### DATA LINES
------------
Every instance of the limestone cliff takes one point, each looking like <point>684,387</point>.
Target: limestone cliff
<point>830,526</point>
------------
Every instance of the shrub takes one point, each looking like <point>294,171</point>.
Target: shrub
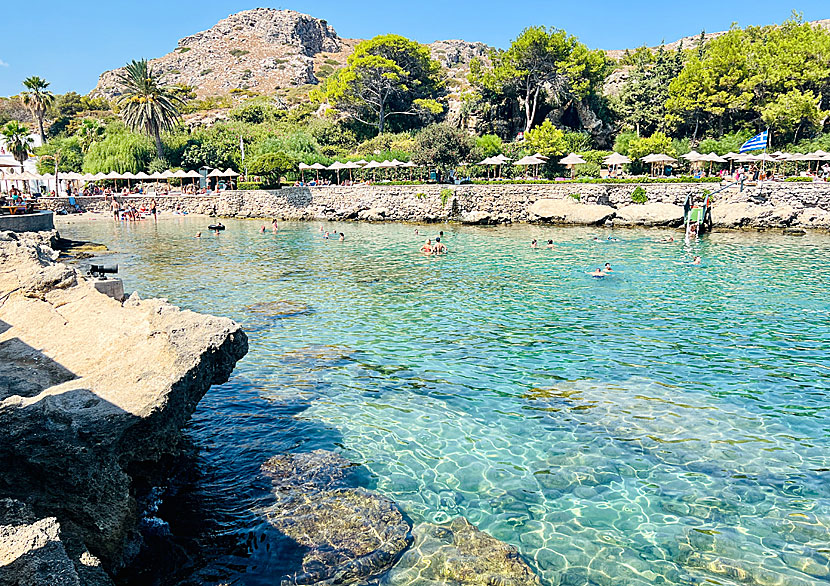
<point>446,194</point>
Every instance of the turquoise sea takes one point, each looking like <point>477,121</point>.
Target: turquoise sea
------------
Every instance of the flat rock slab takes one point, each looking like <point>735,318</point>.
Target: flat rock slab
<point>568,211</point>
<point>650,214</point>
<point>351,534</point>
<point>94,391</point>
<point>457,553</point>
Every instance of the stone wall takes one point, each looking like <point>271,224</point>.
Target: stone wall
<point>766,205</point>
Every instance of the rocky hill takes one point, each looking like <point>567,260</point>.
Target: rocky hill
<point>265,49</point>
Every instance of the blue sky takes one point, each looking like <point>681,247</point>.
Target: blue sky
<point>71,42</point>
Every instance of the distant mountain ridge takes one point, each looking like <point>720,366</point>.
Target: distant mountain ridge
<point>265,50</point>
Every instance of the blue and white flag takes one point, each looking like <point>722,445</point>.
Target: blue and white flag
------------
### WHAT IS ASKED
Print, word for word, the part of the data above that opens with the line containing "Every instance of the turquoise" and closes with the line containing "Target: turquoise sea", including both of those lines.

### FINISHED EXERCISE
Every instance of the turquoise sea takes one point, each looking like <point>477,121</point>.
Target: turquoise sea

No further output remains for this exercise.